Tasks for this exercise:
**1)** Copy the rows word for word, from the line that contains "Put a point on the vegetation" through the line that contains "(240, 1031)".
**2)** Continue the page about the 14th Annual Immigration Law and Policy Conference from the point where it stops.

Source:
** Begin **

E.g., 09/21/2023
E.g., 09/21/2023
14th Annual Immigration Law and Policy Conference
September 25, 2017

Georgetown University Law Center, Washington, D.C.

14th Annual Immigration Law and Policy Conference

Multimedia Tabs


2017 Immigration Law and Policy Conference – Panel: A New Age: Immigration Policy Under a New Administration

2017 Immigration Law and Policy Conference – Panel: Humanitarian Relief Under Threat Across the Board

2017 Immigration Law and Policy Conference – Panel: Mapping Fast-Changing Trends in Immigration Enforcement and Detention

2017 Immigration Law and Policy Conference – Panel: A Standoff on Immigration Enforcement

With immigration one of the most dynamic policy areas in the Trump administration, this year’s Immigration Law and Policy Conference offered an excellent opportunity to go beyond the headlines. The 14th annual conference, organized by MPI, Catholic Legal Immigration Network, Inc., and Georgetown University Law Center, offered timely policy and legal analysis and discussion on immigration. Our experts examined sweeping changes to enforcement at the border and in the U.S. interior, legal challenges to executive orders, changes to refugee resettlement, and possible reform of the legal immigration system, among other topics.


9:10 to 10:30 a.m.                A New Age: Immigration Policy Under a New Administration
Within days of taking office, President Trump ordered sweeping changes to immigration enforcement both at the border and within the United States, kicking off dramatic changes in how unauthorized immigrants, would-be refugees, and international travelers are handled. Panelists for this annual “State of Play” discussion examined the administration’s initiatives, ranging from the contested travel ban and reductions in refugee resettlement to changes in enforcement policy and practice, repointing the legal immigration system into one focused on “merit-based” admissions, building a border wall, and more. This fast-paced discussion examined the policies and ideas, challenges in their implementation, and responses from states, Congress, the judicial branch, and other actors.

** End **

Source data:
** Begin **

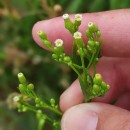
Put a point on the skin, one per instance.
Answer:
(114, 67)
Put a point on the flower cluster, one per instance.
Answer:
(29, 101)
(99, 86)
(89, 54)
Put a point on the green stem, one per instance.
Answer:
(52, 109)
(72, 66)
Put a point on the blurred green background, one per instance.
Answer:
(19, 53)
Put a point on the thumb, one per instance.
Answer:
(96, 116)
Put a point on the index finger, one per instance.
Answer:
(114, 26)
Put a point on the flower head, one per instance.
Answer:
(77, 35)
(90, 24)
(78, 17)
(58, 42)
(16, 98)
(65, 16)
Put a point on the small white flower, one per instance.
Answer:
(58, 42)
(78, 17)
(16, 99)
(65, 16)
(90, 24)
(77, 35)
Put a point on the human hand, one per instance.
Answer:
(114, 67)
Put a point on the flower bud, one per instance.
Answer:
(42, 35)
(21, 78)
(30, 87)
(37, 100)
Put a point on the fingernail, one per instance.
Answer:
(80, 119)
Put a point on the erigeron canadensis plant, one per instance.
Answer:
(92, 85)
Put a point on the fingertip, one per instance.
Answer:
(54, 28)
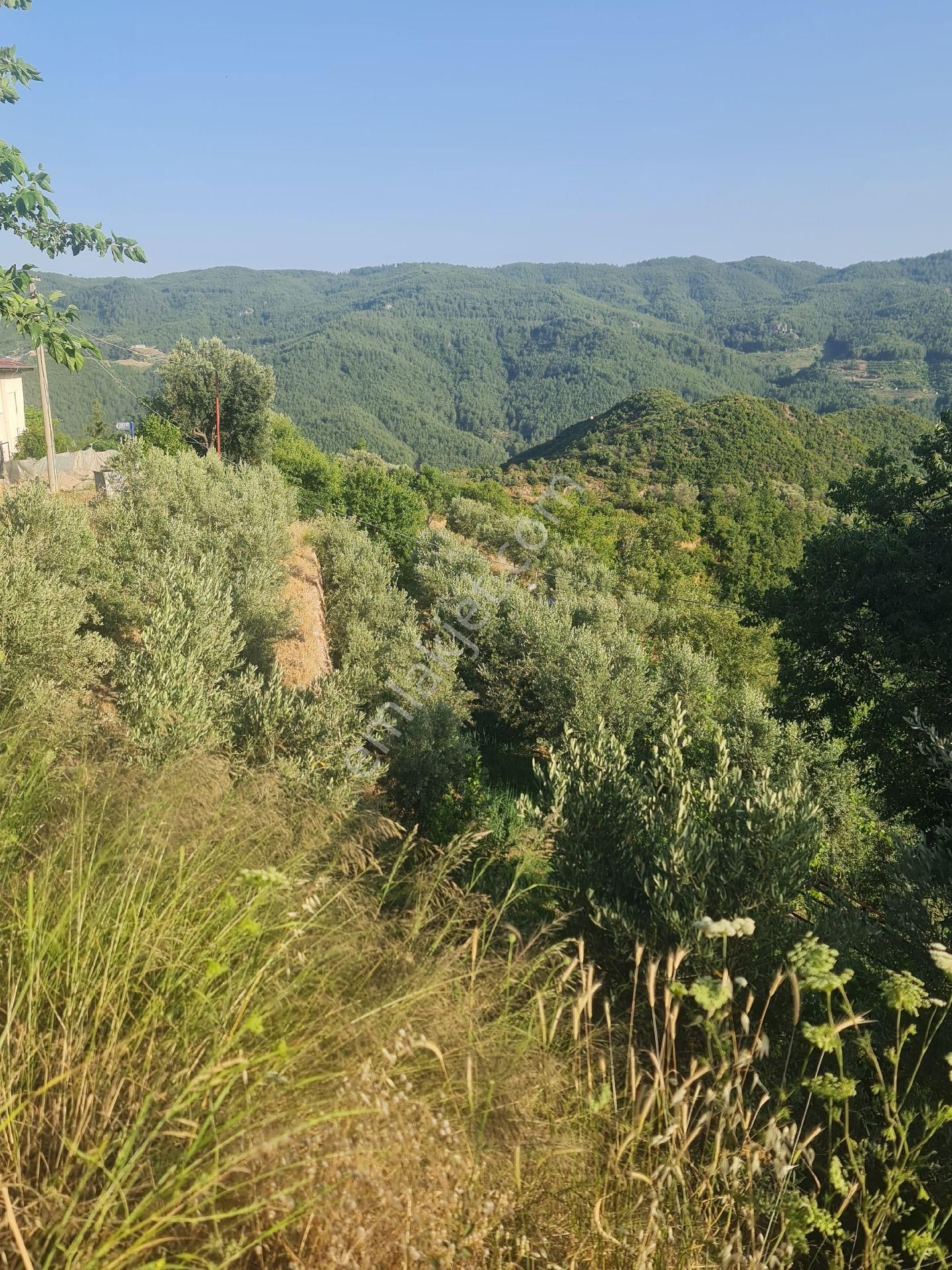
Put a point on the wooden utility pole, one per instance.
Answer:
(218, 414)
(52, 479)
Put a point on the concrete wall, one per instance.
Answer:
(13, 421)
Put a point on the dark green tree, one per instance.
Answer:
(193, 376)
(28, 211)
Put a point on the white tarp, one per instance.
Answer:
(75, 469)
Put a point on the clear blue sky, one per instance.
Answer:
(313, 135)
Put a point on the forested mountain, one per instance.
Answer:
(459, 366)
(658, 437)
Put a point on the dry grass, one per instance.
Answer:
(243, 1032)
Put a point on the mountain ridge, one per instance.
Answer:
(459, 365)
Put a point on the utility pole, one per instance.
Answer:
(218, 414)
(52, 479)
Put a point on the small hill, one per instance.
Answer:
(658, 437)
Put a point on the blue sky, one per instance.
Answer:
(327, 136)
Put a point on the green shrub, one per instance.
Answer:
(649, 850)
(200, 509)
(433, 771)
(371, 624)
(175, 687)
(48, 564)
(158, 433)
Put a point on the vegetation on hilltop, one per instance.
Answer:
(456, 366)
(543, 1025)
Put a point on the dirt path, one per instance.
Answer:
(303, 657)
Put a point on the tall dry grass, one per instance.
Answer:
(240, 1031)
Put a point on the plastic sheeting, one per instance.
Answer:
(75, 469)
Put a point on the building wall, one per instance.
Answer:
(13, 421)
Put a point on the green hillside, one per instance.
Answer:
(461, 366)
(658, 437)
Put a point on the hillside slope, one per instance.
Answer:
(656, 436)
(459, 365)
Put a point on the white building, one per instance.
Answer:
(13, 421)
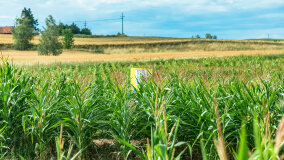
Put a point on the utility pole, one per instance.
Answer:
(122, 17)
(85, 24)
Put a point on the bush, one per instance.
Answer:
(22, 34)
(49, 44)
(67, 38)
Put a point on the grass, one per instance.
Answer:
(32, 58)
(175, 109)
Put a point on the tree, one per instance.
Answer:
(67, 38)
(27, 13)
(75, 29)
(61, 26)
(23, 34)
(49, 43)
(86, 31)
(208, 36)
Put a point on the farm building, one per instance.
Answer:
(6, 30)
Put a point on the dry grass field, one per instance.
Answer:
(32, 58)
(7, 39)
(117, 49)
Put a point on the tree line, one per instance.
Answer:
(26, 27)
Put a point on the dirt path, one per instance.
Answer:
(31, 57)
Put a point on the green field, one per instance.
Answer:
(93, 109)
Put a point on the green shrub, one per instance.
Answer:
(22, 34)
(49, 43)
(68, 41)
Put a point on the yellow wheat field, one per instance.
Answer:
(32, 58)
(8, 39)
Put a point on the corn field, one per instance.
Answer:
(207, 108)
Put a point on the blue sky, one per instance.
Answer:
(228, 19)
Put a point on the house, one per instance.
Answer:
(6, 30)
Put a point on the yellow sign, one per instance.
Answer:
(137, 75)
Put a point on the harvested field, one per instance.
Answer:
(68, 56)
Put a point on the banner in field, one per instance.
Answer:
(137, 75)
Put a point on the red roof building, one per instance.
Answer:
(6, 30)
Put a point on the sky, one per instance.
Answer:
(228, 19)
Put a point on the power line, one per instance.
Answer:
(98, 20)
(85, 24)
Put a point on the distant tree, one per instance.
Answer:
(23, 34)
(61, 26)
(67, 38)
(208, 36)
(75, 29)
(27, 13)
(86, 31)
(49, 43)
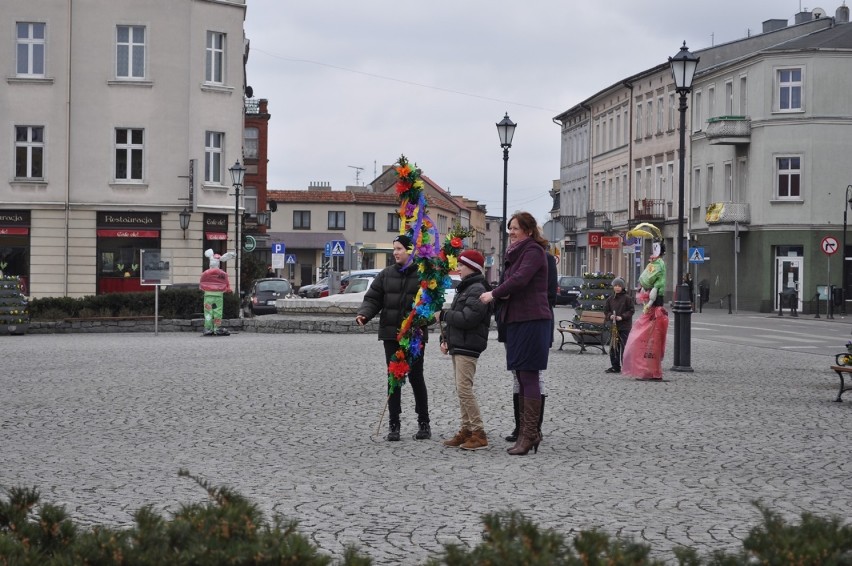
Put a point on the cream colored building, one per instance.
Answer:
(117, 115)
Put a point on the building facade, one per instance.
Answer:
(119, 115)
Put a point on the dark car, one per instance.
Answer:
(264, 292)
(568, 290)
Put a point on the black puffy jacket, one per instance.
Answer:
(392, 292)
(468, 321)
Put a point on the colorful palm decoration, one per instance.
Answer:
(434, 262)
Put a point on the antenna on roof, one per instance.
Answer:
(357, 172)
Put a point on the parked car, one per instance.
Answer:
(568, 290)
(354, 292)
(263, 293)
(312, 291)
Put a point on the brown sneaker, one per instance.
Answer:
(459, 439)
(476, 441)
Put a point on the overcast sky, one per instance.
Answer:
(356, 83)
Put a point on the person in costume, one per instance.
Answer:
(618, 310)
(214, 282)
(645, 348)
(465, 337)
(392, 293)
(527, 317)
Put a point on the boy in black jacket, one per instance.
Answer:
(465, 337)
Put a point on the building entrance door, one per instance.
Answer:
(788, 273)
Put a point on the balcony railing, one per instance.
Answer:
(727, 213)
(649, 209)
(728, 130)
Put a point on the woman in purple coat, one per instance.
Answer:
(526, 314)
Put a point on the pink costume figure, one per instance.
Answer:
(215, 283)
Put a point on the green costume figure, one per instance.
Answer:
(214, 282)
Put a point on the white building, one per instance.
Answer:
(115, 116)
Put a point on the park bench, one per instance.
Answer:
(589, 330)
(841, 369)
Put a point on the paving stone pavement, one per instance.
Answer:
(102, 423)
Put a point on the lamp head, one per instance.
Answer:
(683, 66)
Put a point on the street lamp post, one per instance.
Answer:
(683, 70)
(237, 172)
(506, 130)
(843, 251)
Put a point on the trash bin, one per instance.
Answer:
(704, 293)
(789, 298)
(837, 296)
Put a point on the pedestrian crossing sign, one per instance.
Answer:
(696, 255)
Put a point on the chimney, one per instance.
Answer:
(773, 25)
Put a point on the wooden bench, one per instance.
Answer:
(589, 330)
(841, 370)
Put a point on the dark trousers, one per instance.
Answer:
(617, 354)
(418, 387)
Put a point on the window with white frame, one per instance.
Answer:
(129, 153)
(711, 179)
(301, 220)
(649, 117)
(672, 111)
(130, 52)
(789, 175)
(336, 220)
(789, 89)
(393, 222)
(695, 199)
(711, 102)
(697, 122)
(250, 201)
(638, 120)
(30, 49)
(729, 98)
(214, 72)
(251, 140)
(214, 143)
(29, 152)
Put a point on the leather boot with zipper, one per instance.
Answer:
(513, 437)
(529, 436)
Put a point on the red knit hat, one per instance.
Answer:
(472, 259)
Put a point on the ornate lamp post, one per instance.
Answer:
(237, 172)
(506, 130)
(843, 250)
(683, 70)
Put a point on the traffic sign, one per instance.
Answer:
(829, 245)
(338, 247)
(696, 255)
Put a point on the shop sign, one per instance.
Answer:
(128, 233)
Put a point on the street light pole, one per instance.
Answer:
(843, 252)
(237, 172)
(506, 131)
(683, 70)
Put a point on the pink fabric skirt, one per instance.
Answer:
(646, 345)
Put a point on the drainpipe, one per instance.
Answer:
(68, 146)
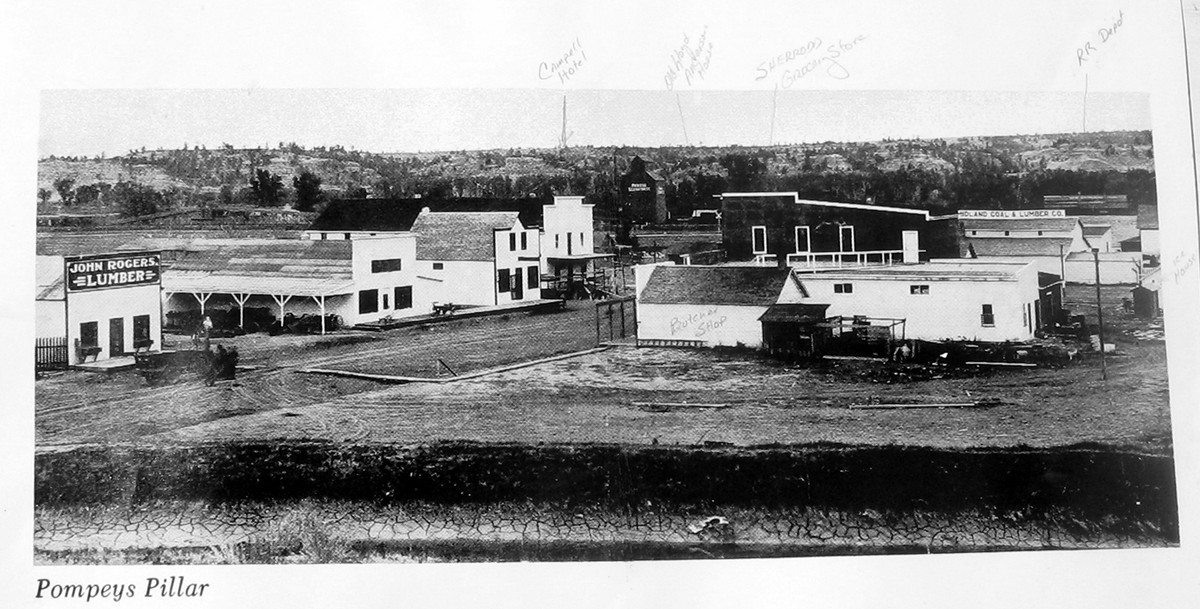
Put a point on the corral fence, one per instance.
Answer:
(616, 319)
(51, 354)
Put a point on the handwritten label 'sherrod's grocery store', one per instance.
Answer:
(809, 53)
(690, 60)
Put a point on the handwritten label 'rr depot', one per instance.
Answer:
(1103, 35)
(807, 59)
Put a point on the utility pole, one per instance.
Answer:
(1099, 313)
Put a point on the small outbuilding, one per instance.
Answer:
(720, 306)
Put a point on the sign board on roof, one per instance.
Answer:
(96, 272)
(1011, 213)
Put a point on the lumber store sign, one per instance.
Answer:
(1012, 213)
(113, 271)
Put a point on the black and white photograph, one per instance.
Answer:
(617, 294)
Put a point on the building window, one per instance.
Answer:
(385, 266)
(759, 240)
(403, 297)
(369, 301)
(803, 240)
(846, 239)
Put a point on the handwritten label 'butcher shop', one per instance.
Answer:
(699, 324)
(121, 271)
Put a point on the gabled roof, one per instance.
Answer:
(367, 215)
(1020, 246)
(796, 197)
(795, 313)
(745, 285)
(1147, 217)
(295, 267)
(388, 215)
(460, 235)
(1049, 224)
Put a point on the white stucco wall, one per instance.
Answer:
(715, 325)
(519, 261)
(568, 215)
(461, 282)
(1113, 271)
(51, 318)
(365, 251)
(951, 311)
(101, 306)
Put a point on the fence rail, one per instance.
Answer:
(51, 354)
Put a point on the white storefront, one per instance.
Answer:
(106, 306)
(361, 279)
(477, 258)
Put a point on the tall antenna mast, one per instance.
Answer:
(565, 136)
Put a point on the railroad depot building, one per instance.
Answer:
(711, 306)
(360, 279)
(945, 299)
(942, 300)
(100, 307)
(777, 228)
(477, 258)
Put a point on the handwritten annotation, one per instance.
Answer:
(567, 66)
(801, 61)
(689, 60)
(1083, 54)
(1183, 263)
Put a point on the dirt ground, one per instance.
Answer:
(623, 395)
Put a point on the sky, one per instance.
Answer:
(90, 122)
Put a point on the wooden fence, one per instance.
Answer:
(51, 354)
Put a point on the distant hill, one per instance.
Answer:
(984, 172)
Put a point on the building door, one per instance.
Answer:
(115, 337)
(517, 284)
(846, 239)
(911, 245)
(142, 332)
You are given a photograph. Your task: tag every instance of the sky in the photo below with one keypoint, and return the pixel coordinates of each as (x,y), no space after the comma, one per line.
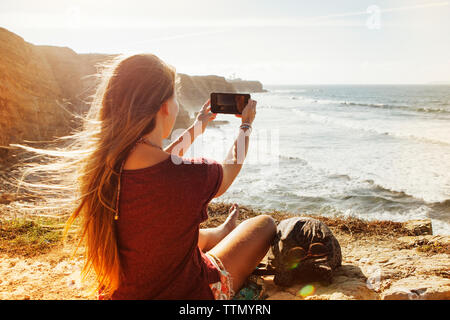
(275,42)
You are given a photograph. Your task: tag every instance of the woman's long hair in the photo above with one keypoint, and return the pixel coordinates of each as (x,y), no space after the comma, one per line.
(124,109)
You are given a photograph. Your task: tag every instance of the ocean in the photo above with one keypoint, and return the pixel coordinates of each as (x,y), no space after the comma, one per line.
(367,151)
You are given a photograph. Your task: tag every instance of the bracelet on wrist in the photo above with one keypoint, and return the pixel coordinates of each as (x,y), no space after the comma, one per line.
(245,126)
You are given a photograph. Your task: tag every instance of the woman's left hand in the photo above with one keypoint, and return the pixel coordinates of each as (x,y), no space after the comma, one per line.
(205,115)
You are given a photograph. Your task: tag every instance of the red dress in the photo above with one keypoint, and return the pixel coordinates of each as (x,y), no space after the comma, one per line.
(160,210)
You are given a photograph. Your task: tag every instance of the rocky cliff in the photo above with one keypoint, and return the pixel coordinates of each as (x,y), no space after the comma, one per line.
(41,87)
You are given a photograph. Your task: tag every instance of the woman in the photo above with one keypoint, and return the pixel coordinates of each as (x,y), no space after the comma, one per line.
(141,205)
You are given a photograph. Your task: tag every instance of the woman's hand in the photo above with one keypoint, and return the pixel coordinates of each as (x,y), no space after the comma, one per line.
(249,112)
(205,116)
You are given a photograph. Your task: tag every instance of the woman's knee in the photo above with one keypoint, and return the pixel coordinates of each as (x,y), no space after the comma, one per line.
(265,222)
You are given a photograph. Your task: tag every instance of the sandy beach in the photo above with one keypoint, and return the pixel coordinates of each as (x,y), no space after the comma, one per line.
(381,260)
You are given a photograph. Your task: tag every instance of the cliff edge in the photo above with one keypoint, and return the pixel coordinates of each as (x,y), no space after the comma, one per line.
(43,87)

** End **

Responses to the exercise:
**1)**
Put a point on the vegetation on hilltop, one per instance.
Answer:
(456, 366)
(543, 1025)
Put a point on the dirt path, one per instance.
Answer:
(303, 657)
Put a point on the tall dry grass, one per instance.
Answer:
(240, 1031)

**2)**
Doris Meissner
(Moderator) former Commissioner, U.S.
Immigration & Naturalization Service, Senior Fellow and Director, U.S. Immigration Program, MPI

Elaine C. Kamarck 
Senior Fellow, Governance Studies,
and Director, Center for Effective Public Management, 
Brookings Institution

Arturo Sarukhan
International Consultant, and former Mexican Ambassador to the United States 


C. Stewart Verdery, Jr.
Partner, Monument Policy Group, LLC,
and former Assistant Secretary of Policy,
U.S. Department of Homeland Security

11:00 a.m to 12:20 p.m.      Humanitarian Relief Under Threat Across the Board
More than one million people in the United States receive temporary forms of humanitarian relief. Additionally, each year, tens of thousands are granted asylum or admitted as refugees. Today these protections are at risk. The administration has sought to temporarily halt refugee admissions and reduce the number of refugee admissions to less than half of the prior level. Other forms of humanitarian relief, including Deferred Action for Childhood Arrivals (DACA) and Temporary Protected Status (TPS), are under threat from the administration, the courts, and Congress. This panel explores the current state of humanitarian relief and the implications of the administration's policy decisions for the most vulnerable immigrants, including refugees, TPS recipients, and children.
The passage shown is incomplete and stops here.